[Saved entries]
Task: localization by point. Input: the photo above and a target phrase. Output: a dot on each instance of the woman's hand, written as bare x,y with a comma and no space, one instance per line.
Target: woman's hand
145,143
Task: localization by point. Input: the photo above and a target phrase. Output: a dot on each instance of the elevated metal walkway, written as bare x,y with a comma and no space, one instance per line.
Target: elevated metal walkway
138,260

* * *

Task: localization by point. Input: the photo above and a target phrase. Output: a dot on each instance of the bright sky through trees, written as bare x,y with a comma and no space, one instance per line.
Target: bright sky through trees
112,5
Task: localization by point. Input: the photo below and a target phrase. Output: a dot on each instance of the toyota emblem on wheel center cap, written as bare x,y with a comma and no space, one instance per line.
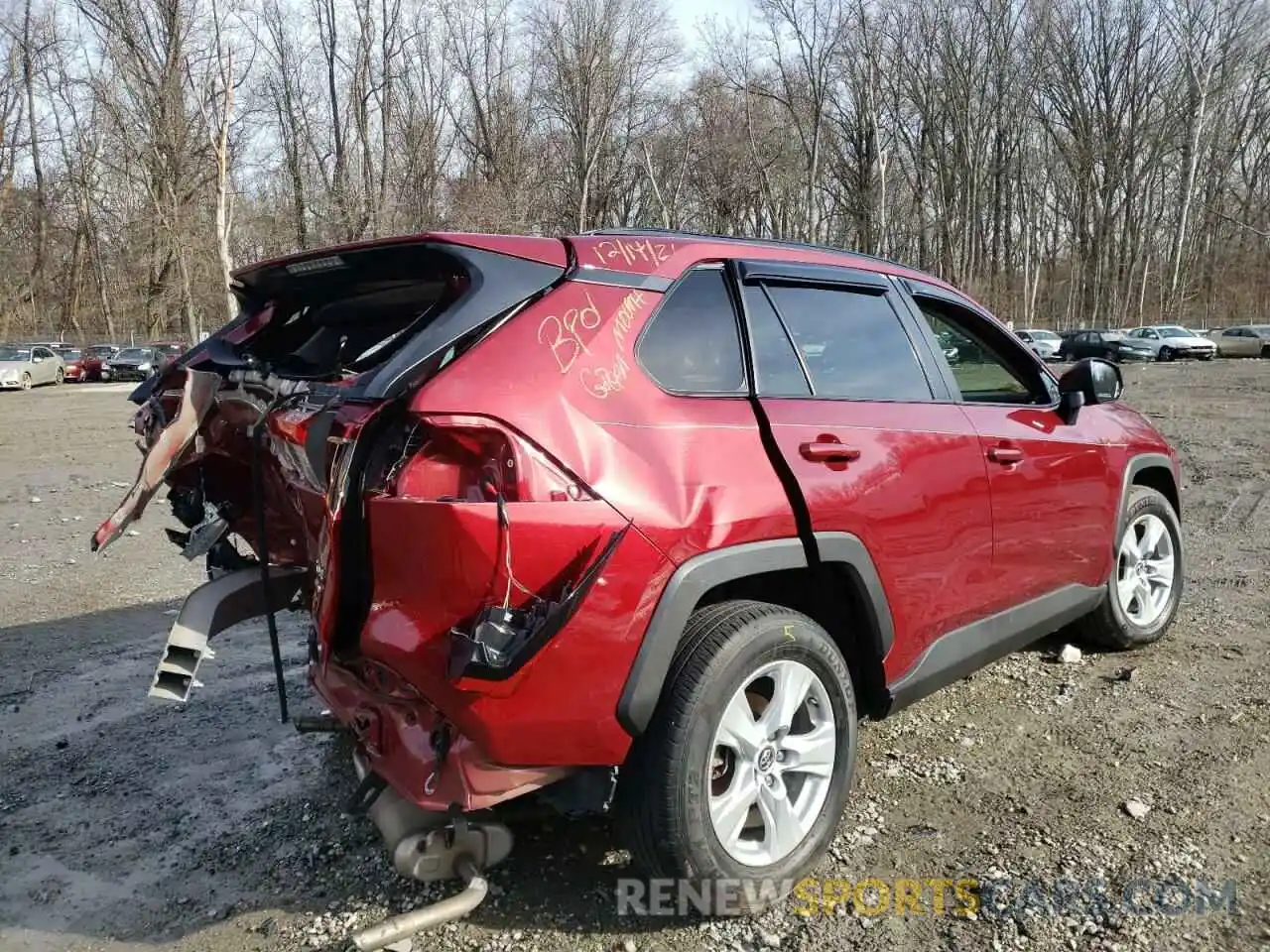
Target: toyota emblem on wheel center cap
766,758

== Work required ==
Pull out every line of the material above that contains the word "through".

== The reply ==
Task: localization by point. Input: the photo above and a target phrase. Output: a dot on each instance of the bright sky through trees, written as bare x,y with a comma and no space, one instance per line.
Target: bright sky through trees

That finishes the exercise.